- WORK REQUEST: Will you quote all of the entries, word for word?

- DATA RECORDS:

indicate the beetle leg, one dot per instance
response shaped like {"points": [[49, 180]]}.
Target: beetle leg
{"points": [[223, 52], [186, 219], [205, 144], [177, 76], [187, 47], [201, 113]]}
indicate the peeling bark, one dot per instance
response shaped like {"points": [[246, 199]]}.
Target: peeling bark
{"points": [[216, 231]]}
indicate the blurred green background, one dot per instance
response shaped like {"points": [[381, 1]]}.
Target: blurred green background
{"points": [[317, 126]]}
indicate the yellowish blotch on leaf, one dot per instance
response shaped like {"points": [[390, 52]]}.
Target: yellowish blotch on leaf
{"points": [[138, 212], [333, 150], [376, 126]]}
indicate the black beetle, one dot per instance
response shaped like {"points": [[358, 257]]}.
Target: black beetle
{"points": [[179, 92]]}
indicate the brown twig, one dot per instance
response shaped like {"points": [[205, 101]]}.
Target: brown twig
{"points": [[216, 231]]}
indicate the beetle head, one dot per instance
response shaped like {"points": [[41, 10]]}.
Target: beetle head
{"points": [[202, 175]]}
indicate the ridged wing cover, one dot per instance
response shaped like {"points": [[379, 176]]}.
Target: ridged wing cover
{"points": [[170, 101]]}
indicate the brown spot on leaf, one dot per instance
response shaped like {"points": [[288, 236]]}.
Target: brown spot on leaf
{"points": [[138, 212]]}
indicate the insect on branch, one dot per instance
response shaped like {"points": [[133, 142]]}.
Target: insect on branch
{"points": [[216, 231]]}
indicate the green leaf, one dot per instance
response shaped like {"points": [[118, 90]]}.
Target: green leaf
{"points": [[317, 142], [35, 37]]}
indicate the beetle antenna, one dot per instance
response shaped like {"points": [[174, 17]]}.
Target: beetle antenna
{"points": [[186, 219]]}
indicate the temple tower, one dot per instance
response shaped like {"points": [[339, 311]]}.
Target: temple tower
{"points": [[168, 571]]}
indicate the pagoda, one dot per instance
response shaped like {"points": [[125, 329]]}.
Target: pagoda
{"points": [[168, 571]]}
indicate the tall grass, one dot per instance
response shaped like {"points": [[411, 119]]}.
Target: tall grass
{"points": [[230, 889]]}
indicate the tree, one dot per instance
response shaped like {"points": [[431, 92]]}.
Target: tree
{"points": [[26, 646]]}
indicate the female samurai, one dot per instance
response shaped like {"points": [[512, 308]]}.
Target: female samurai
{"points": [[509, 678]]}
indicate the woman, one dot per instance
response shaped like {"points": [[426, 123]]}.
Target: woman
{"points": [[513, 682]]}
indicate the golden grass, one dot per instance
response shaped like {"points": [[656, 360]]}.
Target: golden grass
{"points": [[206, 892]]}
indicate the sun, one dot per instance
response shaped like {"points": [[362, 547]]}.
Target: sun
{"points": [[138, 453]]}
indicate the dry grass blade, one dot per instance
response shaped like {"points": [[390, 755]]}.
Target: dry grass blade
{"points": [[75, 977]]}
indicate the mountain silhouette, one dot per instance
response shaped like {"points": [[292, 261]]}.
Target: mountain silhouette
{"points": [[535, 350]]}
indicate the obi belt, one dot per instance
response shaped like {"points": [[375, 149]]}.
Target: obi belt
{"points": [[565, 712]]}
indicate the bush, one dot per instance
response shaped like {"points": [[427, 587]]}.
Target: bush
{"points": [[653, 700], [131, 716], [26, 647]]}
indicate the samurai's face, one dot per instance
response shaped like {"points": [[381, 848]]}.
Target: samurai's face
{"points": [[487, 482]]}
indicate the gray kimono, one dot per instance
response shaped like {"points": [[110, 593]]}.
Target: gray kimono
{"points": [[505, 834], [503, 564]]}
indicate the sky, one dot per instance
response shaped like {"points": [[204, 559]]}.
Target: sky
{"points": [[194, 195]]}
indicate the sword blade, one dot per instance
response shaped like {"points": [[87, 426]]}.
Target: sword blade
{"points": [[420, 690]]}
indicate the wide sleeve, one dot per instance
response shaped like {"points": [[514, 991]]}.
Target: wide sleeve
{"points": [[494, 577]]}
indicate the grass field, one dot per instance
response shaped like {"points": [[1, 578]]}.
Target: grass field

- SOLUTION:
indicate the beetle leg, one dot per instance
response shaped like {"points": [[49, 180]]}.
Target: beetle leg
{"points": [[223, 52], [186, 219], [205, 144], [177, 76], [187, 47], [201, 113]]}
indicate the peeling bark, one dot per instance
response shaped like {"points": [[246, 199]]}.
Target: peeling bark
{"points": [[216, 231]]}
indicate the blurred green background, one dot per instance
response shaped like {"points": [[381, 1]]}.
Target: blurred green background
{"points": [[317, 126]]}
indicate the yellowish blotch on leaf, one dot per instance
response shaped like {"points": [[390, 52]]}.
Target: yellowish blotch on leaf
{"points": [[138, 212], [333, 150], [376, 126]]}
indicate the black beetle, one dot per instance
response shaped like {"points": [[358, 257]]}.
Target: black beetle
{"points": [[179, 92]]}
indicate the brown twig, one dot per instance
response shaped like {"points": [[205, 101]]}.
Target: brown twig
{"points": [[216, 231]]}
indicate the beetle head, one dot per instance
response shaped like {"points": [[41, 10]]}.
Target: beetle head
{"points": [[202, 175]]}
indicate the ridged wing cover, one dot per instance
response shaped like {"points": [[379, 176]]}.
Target: ridged wing cover
{"points": [[170, 101]]}
indicate the brown spot on leaf, one dot per instance
response shaped like {"points": [[288, 236]]}.
Target: brown spot on leaf
{"points": [[138, 212]]}
indicate the insect on branch, one dot per instance
response shaped like {"points": [[133, 142]]}.
Target: insect on branch
{"points": [[216, 231]]}
indicate the green leaf, one dot per instance
response shaped like {"points": [[118, 90]]}.
Target: green leaf
{"points": [[317, 142], [35, 37]]}
indicate the beetle antenna, one dot per instance
response shaped like {"points": [[174, 17]]}.
Target: beetle antenna
{"points": [[186, 219]]}
indicate the temple tower, one dot per instance
response shaped like {"points": [[339, 311]]}.
Target: temple tower
{"points": [[168, 571]]}
indicate the pagoda, one dot per instance
response shaped like {"points": [[125, 329]]}.
Target: pagoda
{"points": [[168, 571]]}
indicate the tall grass, one dot per instance
response shaped like {"points": [[411, 119]]}.
Target: tall grass
{"points": [[230, 889]]}
indicate the tree, one dot per instance
response shaped like {"points": [[431, 92]]}.
Target: tree
{"points": [[26, 646]]}
indicate the female samurai, one dot per instance
response shaped like {"points": [[512, 308]]}.
Target: female samurai
{"points": [[509, 678]]}
indicate the woman, one dot per instance
response shaped like {"points": [[426, 123]]}.
Target: woman
{"points": [[513, 682]]}
indicate the golden grass, one dot per instance
response shaped like {"points": [[656, 360]]}.
Target: golden grass
{"points": [[206, 892]]}
indicate the sun, one dot per instance
response shaped like {"points": [[362, 547]]}.
Target: sun
{"points": [[138, 453]]}
indicate the dry grass blade, one dot per instance
response shaped like {"points": [[390, 755]]}.
Target: dry grass blade
{"points": [[75, 977]]}
indicate the mountain silhouette, one dot per instance
response shaped like {"points": [[292, 261]]}.
Target: mountain silhouette
{"points": [[535, 350]]}
indicate the obi belt, one dot per instance
response shaped like {"points": [[375, 149]]}.
Target: obi belt
{"points": [[565, 712]]}
indicate the bush, one dot per instance
response shaped like {"points": [[427, 587]]}.
Target: bush
{"points": [[653, 700], [131, 716], [26, 647]]}
indicate the samurai's face, one dot per instance
response shaped like {"points": [[381, 848]]}.
Target: samurai's face
{"points": [[487, 482]]}
indicate the gray kimono, one dot per instance
response shaped like {"points": [[110, 593]]}.
Target: gray kimono
{"points": [[505, 834], [503, 564]]}
indicate the sky, one dot per instance
response shaped like {"points": [[204, 559]]}.
Target: sky
{"points": [[194, 195]]}
indicate the sword blade, one dot per instance
response shaped like {"points": [[87, 426]]}.
Target: sword blade
{"points": [[420, 690]]}
indicate the wide sleeve, one dot per instance
response shaped like {"points": [[514, 991]]}.
Target: wide sleeve
{"points": [[494, 577]]}
indicate the grass field, one dot per instance
response shaped like {"points": [[1, 578]]}.
Target: grass field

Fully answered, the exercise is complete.